:: EXCERPTED TEXT ::
◇ ◇ ◇ ◇ ◇ ◇ ◇

Benjamin Charles Miles (born 29 September 1966) is an English actor, best known for his starring role as Patrick Maitland in the television comedy Coupling, from 2000 to 2004, as Montague Dartie in The Forsyte Saga, from 2002 to 2003, as Peter Townsend in the Netflix drama The Crown (2016–2017) and George in episode 8 "The One That Holds Everything" in the TV drama The Romanoffs (2018).

Early life

Miles was born in Wimbledon, London, and lived as a young man in Ashover, Derbyshire, attending Tupton Hall School.  He began acting in school productions, which he pursued mainly because it allowed him to miss classes. In an interview, Miles stated how he would spend his spare time in a now-defunct record shop (Hudsons) in Chesterfield, Derbyshire, while "thinking about 'finding the one'". He trained at the Guildhall School of Music and Drama.

Career
He moved into television roles in the 1990s, playing supporting roles in such series as Zorro, Soldier Soldier, Is It Legal?, The Bill, Peak Practice and Wonderful You.

◇ ◇ ◇ ◇ ◇ ◇ ◇

:: PROVIDED RECORDS ::
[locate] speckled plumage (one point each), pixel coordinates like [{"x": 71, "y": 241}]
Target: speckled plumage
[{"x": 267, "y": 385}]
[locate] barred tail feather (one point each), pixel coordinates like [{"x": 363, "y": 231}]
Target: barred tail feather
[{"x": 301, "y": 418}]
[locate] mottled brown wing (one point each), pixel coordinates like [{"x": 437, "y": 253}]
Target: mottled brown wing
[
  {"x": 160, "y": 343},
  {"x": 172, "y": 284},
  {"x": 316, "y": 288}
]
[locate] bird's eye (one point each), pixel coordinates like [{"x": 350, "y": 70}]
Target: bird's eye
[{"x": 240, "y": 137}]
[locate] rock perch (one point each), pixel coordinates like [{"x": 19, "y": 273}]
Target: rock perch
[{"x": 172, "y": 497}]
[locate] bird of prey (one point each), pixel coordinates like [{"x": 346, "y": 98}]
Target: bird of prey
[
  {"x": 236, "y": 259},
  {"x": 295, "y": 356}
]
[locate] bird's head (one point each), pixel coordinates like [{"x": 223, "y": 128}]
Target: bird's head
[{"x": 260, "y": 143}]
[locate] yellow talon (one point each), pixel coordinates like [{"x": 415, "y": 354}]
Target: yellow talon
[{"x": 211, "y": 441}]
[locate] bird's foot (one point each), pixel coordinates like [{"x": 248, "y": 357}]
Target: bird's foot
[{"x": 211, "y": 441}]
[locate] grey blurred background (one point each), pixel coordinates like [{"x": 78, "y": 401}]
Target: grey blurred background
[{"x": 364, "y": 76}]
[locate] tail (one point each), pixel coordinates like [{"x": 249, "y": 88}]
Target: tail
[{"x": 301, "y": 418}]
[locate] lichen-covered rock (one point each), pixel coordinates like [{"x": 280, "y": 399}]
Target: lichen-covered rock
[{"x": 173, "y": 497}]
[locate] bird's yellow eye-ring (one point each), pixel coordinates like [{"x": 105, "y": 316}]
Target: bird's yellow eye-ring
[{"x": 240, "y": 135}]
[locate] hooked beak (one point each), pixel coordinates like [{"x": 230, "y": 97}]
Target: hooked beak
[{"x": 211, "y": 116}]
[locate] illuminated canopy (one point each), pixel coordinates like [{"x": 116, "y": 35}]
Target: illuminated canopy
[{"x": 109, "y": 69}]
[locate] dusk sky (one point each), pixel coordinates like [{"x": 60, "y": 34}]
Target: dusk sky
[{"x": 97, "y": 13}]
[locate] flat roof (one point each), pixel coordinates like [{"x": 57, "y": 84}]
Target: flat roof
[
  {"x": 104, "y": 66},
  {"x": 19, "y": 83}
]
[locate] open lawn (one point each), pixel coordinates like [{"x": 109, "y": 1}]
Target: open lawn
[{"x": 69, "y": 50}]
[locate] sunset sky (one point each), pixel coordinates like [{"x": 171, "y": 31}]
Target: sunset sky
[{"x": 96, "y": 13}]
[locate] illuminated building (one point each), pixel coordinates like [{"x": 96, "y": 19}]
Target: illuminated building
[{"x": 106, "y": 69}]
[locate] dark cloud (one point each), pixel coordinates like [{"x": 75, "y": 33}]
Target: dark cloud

◇ ◇ ◇ ◇ ◇ ◇ ◇

:: COMPLETE THE FOLLOWING ::
- 1) From the biography of Benjamin Charles Miles, repeat the stretch from "Benjamin Charles Miles" through "Music and Drama.".
- 2) Name every series in which the biography of Benjamin Charles Miles says he played supporting roles in the 1990s.

:: EXERCISE RESPONSES ::
- 1)
Benjamin Charles Miles (born 29 September 1966) is an English actor, best known for his starring role as Patrick Maitland in the television comedy Coupling, from 2000 to 2004, as Montague Dartie in The Forsyte Saga, from 2002 to 2003, as Peter Townsend in the Netflix drama The Crown (2016–2017) and George in episode 8 "The One That Holds Everything" in the TV drama The Romanoffs (2018).

Early life

Miles was born in Wimbledon, London, and lived as a young man in Ashover, Derbyshire, attending Tupton Hall School.  He began acting in school productions, which he pursued mainly because it allowed him to miss classes. In an interview, Miles stated how he would spend his spare time in a now-defunct record shop (Hudsons) in Chesterfield, Derbyshire, while "thinking about 'finding the one'". He trained at the Guildhall School of Music and Drama.

- 2)
Zorro
Soldier Soldier
Is It Legal?
The Bill
Peak Practice
Wonderful You